● DATA FOR THIS TASK:

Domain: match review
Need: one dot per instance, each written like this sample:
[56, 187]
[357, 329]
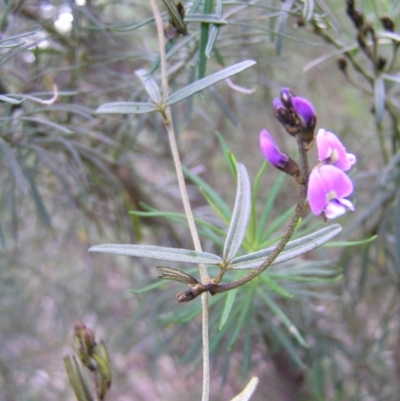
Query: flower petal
[327, 183]
[330, 147]
[337, 207]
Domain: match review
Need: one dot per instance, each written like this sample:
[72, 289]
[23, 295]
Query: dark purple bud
[286, 96]
[305, 111]
[278, 159]
[271, 151]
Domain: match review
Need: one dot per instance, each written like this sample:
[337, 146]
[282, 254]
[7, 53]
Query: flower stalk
[166, 113]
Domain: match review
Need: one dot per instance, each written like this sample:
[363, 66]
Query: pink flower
[331, 150]
[328, 187]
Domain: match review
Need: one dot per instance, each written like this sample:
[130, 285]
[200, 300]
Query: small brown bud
[185, 296]
[342, 64]
[387, 23]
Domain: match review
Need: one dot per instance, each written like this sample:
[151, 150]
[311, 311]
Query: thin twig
[185, 199]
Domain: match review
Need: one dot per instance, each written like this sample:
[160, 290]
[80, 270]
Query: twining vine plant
[325, 189]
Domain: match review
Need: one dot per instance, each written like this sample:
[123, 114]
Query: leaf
[204, 83]
[341, 244]
[248, 391]
[240, 215]
[389, 35]
[292, 249]
[308, 9]
[49, 123]
[14, 165]
[281, 25]
[126, 108]
[159, 252]
[149, 84]
[10, 100]
[229, 300]
[380, 98]
[206, 18]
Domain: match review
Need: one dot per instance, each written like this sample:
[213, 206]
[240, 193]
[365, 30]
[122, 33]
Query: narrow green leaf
[14, 165]
[48, 123]
[281, 26]
[37, 198]
[204, 83]
[126, 108]
[389, 35]
[274, 286]
[391, 77]
[159, 252]
[176, 16]
[240, 215]
[10, 100]
[272, 228]
[206, 18]
[308, 9]
[342, 244]
[149, 84]
[380, 99]
[212, 38]
[225, 151]
[248, 391]
[283, 317]
[292, 249]
[204, 31]
[151, 287]
[244, 315]
[253, 229]
[229, 300]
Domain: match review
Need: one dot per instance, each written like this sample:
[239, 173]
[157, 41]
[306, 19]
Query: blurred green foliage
[70, 177]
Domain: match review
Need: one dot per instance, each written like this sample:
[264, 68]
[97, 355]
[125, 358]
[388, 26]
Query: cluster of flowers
[328, 184]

● EXERCISE: Retype all the records shown above, character for character. Omit every picture.

● TASK ANSWER:
Domain: match review
Need: one dot per instance, each written like this sample:
[56, 187]
[357, 329]
Query: flower petal
[327, 183]
[330, 147]
[337, 207]
Domain: match review
Need: one dot per instance, each written like this sample:
[72, 289]
[23, 295]
Query: dark purple bud
[286, 96]
[305, 111]
[278, 159]
[271, 151]
Domain: match review
Need: one dot per instance, each written like this sample:
[337, 146]
[282, 254]
[7, 53]
Query: flower stalk
[166, 113]
Domain: match review
Need: one dot per instance, each written like this sample:
[363, 66]
Query: pink flower
[331, 150]
[328, 187]
Domain: match review
Need: one dot per instance, each written like this sample:
[130, 285]
[200, 300]
Query: small brown bud
[185, 296]
[342, 64]
[387, 23]
Domain: match review
Need: one dot per instance, each written like this sample:
[151, 150]
[311, 311]
Query: thin twig
[185, 199]
Domain: match review
Need: one dot per instance, each written like this sample:
[160, 290]
[80, 270]
Query: twining vine plant
[325, 189]
Domain: match review
Need: one dot per instance, each written like this sample:
[123, 114]
Query: leaf
[204, 83]
[341, 244]
[248, 391]
[240, 215]
[389, 35]
[292, 249]
[308, 9]
[49, 123]
[14, 165]
[281, 25]
[126, 108]
[159, 252]
[149, 84]
[10, 100]
[229, 300]
[380, 98]
[206, 18]
Domain: match review
Need: one dot per instance, each written like this sample:
[213, 206]
[240, 193]
[365, 30]
[122, 33]
Query: narrow green leaf
[14, 165]
[48, 123]
[281, 26]
[37, 198]
[204, 83]
[126, 108]
[389, 35]
[274, 286]
[391, 77]
[159, 252]
[176, 16]
[240, 215]
[10, 100]
[272, 228]
[206, 18]
[308, 9]
[342, 244]
[149, 84]
[380, 99]
[212, 38]
[225, 151]
[248, 391]
[283, 317]
[292, 249]
[204, 31]
[151, 287]
[244, 315]
[253, 229]
[229, 300]
Domain: match review
Need: one dot per instance, each written like this sample:
[239, 173]
[157, 41]
[306, 19]
Query: blurred green foliage
[70, 177]
Domain: match review
Need: one dot per instance, each written like this sample:
[264, 68]
[97, 355]
[125, 358]
[388, 26]
Query: cluster of flowers
[328, 184]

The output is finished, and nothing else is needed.